» **Aufgaben**:
**A)** Welches Gerät kann laut Herbboy im Forenthread über das Protokollieren besuchter Webseiten das ebenfalls speichern?
**B)** Entnimm dem Forenthread über das Protokollieren besuchter Webseiten wortgetreu den Abschnitt zwischen „Der Server dient“ und „dem I-Net zuvernetzten...“, beide eingeschlossen.
**C)** Wie könnte der Forenthread über das Protokollieren besuchter Webseiten nach dem letzten Beitrag weitergehen? Schreib die Fortsetzung.

» **Zitierter Text**:
________________

# Kann ein Server speichern auf welche Webseiten man zugreift?



## jonasshole (12. Oktober 2010)

Moin Moin!

"Wir" haben einen Server im Keller...
Und ein Wlan/Lan Netztwerk...
Der Server dient im wesentlichen dazu die paar Benutzerkonten zu
verwalten und (sry wenn ich was falsches sage das is jetzt mehr spekulation)
die Lan- Verbindungen auf dem Zimmern mit dem I-Net zuvernetzten...

Ist es möglich, dass dieser Server die Ineternetseiten protokoliert, 
die ich besuche?

Lg JASs


----------



## The_Final (12. Oktober 2010)

jonasshole schrieb:


> Ist es möglich, dass dieser Server die Ineternetseiten protokoliert,
> die ich besuche?
> 
> Lg JASs


Ja, ist es.


----------



## Herbboy (12. Oktober 2010)

auch der Router kann das speichern


----------



## Rabowke (12. Oktober 2010)

Hehe ... da fällt mir folgende Webseite ein:

http://www.didyouwatchporn.com/

Passiert nichts schlimmes, im Idealfall sieht das Ergebnis so aus wie bei mir:

Anklicken


----------



## Vordack (12. Oktober 2010)

Rabowke schrieb:


> Hehe ... da fällt mir folgende Webseite ein:
> 
> http://www.didyouwatchporn.com/
> 
> ...



Hehe! Ich bekomme das gleiche Bild wie bei Dir (auf meinem Arbeitsrechner *hust*).

Allerdings kann er wohl nicht protokollieren was ich mir mit VLC angeschaut habe


----------



## th_h_hexley (12. Oktober 2010)

Vordack schrieb:


> Hehe! Ich bekomme das gleiche Bild wie bei Dir (auf meinem Arbeitsrechner *hust*).
> 
> Allerdings kann er wohl nicht protokollieren was ich mir mit VLC angeschaut habe



Der Service scheint mir ausbaufähig. Interessant ist allerdings die Werbung unten.

edit: habe mir mal die Funktionsweise durchgelesen, das erklärt die fehlende negative Rückmeldung.


----------



## Rabowke (12. Oktober 2010)

Herbboy schrieb:


> auch der Router kann das speichern


Man muss schauen wie die Netzwerkumgebung eingerichtet ist, ob der Client auf den Server zugreift ( der dann die Daten an den Router weiterreicht ) oder eben direkt auf den Router etc.pp.

________________

» **Datensatzeinträge**:
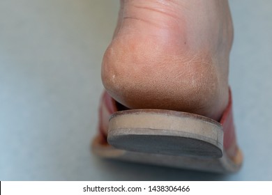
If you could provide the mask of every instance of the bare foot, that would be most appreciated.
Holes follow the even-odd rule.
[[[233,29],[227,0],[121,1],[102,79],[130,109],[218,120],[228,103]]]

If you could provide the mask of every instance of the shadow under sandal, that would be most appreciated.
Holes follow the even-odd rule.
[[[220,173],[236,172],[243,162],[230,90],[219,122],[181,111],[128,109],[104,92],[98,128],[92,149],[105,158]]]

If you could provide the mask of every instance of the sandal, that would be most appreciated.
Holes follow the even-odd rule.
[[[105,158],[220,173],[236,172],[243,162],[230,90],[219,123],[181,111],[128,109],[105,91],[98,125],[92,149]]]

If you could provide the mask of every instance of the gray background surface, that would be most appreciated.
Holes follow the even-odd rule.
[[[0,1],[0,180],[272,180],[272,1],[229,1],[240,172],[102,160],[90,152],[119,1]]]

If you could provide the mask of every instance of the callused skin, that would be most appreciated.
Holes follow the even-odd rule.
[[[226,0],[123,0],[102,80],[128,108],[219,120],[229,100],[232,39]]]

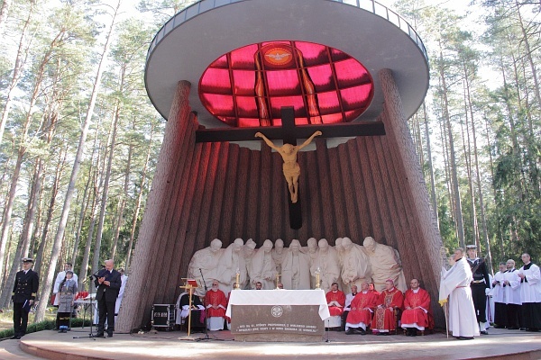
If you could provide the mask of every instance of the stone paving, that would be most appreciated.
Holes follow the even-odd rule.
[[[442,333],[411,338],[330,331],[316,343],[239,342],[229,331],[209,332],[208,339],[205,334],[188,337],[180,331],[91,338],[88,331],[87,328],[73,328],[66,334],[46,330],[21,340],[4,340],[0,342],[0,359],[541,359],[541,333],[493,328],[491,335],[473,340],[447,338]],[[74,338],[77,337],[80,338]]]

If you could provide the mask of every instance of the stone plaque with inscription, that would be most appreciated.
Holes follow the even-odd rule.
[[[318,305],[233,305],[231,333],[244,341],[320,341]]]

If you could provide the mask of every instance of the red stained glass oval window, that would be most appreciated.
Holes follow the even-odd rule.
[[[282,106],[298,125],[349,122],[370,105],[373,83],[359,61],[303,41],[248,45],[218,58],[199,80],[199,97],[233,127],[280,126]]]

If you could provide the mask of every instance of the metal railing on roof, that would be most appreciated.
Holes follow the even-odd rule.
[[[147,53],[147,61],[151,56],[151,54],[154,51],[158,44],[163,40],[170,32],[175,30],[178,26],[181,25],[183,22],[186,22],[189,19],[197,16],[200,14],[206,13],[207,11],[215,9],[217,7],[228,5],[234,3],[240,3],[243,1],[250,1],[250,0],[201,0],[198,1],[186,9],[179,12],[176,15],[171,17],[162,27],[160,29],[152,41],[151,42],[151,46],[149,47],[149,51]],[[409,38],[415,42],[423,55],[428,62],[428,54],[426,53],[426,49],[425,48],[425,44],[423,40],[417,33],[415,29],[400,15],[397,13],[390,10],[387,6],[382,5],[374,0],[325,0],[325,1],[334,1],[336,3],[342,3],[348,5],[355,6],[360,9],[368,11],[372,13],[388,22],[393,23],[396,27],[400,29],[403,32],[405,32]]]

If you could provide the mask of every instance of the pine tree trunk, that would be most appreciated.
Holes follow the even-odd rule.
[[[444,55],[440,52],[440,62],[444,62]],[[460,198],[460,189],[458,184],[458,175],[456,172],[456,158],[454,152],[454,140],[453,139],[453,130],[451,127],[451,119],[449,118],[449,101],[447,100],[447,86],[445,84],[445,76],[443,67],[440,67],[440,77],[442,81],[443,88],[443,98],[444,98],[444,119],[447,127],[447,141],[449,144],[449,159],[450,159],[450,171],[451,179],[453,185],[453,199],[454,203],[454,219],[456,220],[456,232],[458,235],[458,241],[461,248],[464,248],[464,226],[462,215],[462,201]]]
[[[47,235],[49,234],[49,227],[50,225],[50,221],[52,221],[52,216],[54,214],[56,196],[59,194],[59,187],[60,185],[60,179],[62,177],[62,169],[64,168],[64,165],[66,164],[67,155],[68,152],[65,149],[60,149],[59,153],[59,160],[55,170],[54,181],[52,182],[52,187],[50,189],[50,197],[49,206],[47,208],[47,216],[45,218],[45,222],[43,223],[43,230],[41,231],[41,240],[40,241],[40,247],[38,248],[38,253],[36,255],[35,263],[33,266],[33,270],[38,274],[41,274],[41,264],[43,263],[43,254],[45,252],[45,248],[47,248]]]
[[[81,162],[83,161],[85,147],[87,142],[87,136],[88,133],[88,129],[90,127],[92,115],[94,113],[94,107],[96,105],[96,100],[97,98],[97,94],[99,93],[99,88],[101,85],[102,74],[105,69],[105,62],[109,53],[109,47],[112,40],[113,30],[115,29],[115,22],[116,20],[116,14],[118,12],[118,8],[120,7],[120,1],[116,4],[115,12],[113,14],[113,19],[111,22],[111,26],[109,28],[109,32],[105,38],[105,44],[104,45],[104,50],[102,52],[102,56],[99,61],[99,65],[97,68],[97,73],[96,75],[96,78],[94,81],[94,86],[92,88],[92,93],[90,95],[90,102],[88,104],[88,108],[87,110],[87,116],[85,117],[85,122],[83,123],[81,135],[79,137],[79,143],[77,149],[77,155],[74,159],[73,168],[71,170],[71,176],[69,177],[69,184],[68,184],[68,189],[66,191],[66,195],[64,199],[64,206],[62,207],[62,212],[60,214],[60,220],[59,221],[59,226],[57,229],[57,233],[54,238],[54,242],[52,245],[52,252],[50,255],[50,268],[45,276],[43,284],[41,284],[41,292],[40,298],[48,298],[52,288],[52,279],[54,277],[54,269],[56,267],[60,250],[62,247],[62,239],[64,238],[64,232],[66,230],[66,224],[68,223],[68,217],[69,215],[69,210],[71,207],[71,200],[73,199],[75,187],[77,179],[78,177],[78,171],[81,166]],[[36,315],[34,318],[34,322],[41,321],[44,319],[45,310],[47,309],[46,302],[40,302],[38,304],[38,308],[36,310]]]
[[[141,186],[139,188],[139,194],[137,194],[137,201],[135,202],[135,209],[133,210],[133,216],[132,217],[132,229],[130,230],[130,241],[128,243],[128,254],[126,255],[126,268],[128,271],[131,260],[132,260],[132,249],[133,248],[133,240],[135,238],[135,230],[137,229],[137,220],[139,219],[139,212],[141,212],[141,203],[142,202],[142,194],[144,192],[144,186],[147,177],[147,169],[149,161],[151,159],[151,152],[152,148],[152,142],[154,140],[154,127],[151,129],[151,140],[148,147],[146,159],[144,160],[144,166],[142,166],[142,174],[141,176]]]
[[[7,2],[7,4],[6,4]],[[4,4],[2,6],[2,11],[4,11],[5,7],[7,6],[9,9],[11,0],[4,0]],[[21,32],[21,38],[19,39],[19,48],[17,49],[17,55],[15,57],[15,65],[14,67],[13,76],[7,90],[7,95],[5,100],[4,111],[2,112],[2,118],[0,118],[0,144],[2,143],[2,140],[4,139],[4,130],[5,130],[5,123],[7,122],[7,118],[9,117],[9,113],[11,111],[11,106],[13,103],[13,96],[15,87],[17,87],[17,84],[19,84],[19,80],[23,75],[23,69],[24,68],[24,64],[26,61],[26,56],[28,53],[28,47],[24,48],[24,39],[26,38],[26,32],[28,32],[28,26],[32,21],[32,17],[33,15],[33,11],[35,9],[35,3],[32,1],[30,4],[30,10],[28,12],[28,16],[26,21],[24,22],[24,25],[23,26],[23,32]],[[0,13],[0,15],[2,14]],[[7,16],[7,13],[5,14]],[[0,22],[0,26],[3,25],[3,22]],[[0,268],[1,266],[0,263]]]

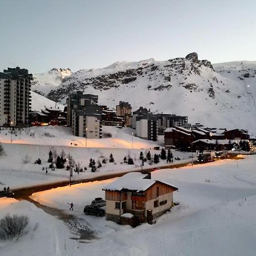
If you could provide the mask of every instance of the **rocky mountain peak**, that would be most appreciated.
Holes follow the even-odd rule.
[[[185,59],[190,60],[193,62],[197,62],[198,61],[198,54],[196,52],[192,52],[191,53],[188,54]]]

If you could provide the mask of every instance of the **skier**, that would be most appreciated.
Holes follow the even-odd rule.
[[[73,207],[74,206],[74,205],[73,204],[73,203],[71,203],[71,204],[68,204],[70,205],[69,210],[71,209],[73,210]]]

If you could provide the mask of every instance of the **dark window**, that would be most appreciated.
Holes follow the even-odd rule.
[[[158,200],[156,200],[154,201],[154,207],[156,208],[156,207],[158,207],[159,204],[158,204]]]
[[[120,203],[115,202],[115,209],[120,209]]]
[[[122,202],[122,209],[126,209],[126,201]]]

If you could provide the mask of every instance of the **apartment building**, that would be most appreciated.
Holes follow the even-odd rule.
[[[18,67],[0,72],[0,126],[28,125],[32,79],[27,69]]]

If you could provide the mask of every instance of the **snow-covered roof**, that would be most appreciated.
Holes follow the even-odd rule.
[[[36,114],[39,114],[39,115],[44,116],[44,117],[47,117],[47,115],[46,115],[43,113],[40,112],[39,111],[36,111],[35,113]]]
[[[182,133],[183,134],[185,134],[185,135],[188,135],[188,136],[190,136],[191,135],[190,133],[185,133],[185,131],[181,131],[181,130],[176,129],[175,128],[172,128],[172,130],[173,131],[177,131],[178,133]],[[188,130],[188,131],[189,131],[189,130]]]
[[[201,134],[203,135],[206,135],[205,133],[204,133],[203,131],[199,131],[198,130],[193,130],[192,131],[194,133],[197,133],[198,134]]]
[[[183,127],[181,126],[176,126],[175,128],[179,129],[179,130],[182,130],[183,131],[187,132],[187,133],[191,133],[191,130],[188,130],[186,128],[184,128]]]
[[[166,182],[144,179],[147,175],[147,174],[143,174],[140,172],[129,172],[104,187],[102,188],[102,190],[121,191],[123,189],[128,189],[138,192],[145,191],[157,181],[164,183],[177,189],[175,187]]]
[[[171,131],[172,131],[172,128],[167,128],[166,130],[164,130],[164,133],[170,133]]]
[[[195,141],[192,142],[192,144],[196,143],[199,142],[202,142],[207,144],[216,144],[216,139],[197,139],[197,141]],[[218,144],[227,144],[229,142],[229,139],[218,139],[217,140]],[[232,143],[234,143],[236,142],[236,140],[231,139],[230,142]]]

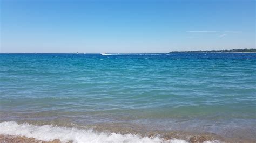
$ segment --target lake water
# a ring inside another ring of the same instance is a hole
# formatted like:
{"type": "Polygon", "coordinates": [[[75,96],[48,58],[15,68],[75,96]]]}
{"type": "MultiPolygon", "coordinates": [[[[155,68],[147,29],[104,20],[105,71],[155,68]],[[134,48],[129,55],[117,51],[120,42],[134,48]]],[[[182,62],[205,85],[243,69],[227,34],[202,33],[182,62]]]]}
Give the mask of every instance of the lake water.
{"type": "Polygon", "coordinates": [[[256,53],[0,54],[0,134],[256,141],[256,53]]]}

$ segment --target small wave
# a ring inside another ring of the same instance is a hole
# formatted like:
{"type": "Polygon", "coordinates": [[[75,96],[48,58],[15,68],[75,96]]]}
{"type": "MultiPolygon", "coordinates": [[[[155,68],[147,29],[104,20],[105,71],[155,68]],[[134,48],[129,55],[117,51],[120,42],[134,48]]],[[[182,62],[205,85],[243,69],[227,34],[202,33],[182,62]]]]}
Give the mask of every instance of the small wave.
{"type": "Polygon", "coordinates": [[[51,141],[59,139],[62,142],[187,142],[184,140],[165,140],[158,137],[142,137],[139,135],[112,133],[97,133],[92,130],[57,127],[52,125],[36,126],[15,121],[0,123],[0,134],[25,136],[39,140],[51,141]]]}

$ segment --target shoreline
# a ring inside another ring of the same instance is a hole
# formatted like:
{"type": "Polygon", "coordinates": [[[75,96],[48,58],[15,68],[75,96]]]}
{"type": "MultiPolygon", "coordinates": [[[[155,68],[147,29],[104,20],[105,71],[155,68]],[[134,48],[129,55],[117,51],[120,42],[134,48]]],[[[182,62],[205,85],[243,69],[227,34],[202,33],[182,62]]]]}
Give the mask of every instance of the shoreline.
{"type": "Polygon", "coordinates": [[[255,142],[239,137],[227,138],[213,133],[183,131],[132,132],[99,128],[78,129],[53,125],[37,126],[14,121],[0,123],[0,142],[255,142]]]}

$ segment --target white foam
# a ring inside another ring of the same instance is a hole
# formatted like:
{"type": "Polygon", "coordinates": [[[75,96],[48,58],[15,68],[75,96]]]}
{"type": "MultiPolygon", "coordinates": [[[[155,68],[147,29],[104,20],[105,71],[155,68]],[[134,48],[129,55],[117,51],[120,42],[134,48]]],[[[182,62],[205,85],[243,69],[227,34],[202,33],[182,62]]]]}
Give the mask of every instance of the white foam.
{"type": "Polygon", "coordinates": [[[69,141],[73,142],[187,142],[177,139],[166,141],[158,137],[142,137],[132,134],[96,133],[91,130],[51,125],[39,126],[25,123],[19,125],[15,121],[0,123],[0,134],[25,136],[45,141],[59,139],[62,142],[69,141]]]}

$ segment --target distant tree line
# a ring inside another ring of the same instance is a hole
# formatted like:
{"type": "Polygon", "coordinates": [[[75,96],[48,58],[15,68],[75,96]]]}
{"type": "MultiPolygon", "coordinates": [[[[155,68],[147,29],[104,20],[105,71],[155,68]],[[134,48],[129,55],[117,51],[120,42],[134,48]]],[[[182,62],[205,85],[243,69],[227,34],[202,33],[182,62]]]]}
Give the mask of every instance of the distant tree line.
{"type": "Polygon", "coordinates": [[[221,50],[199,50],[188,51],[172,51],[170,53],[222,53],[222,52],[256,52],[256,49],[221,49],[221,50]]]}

________________

» **Schriftliche Antworten**:
**A)** Der Router.

**B)**
Der Server dient im wesentlichen dazu die paar Benutzerkonten zu
verwalten und (sry wenn ich was falsches sage das is jetzt mehr spekulation)
die Lan- Verbindungen auf dem Zimmern mit dem I-Net zuvernetzten...

**C)**
Des Weiteren lohnt vllt. ein Blick in die Netzwerkumgebung bei den LAN Adaptern, anschauen welche Protokolle installiert sind ...

... oder eben kein pr0n zu Hause anschauen, wenn Mami und Papi das nicht gerne sehen.


----------



## Vordack (12. Oktober 2010)

Rabowke schrieb:


> Herbboy schrieb:
> 
> 
> > auch der Router kann das speichern
> ...



Stimmt. Dann lieber MW2 zocken und Rambo 4 anschauen.    

Komische Welt...


----------



## Rabowke (12. Oktober 2010)

th_h_hexley schrieb:


> Vordack schrieb:
> 
> 
> > Hehe! Ich bekomme das gleiche Bild wie bei Dir (auf meinem Arbeitsrechner *hust*).
> ...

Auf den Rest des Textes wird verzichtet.